_提取条目_

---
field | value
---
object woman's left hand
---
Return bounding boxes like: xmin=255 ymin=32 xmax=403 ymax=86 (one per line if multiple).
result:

_待解问题_
请挑出上面条目中所有含有字符串“multiple”的行，照抄下来。注意区分大小写。

_任务结果_
Return bounding boxes like: xmin=255 ymin=32 xmax=403 ymax=86 (one per line if multiple).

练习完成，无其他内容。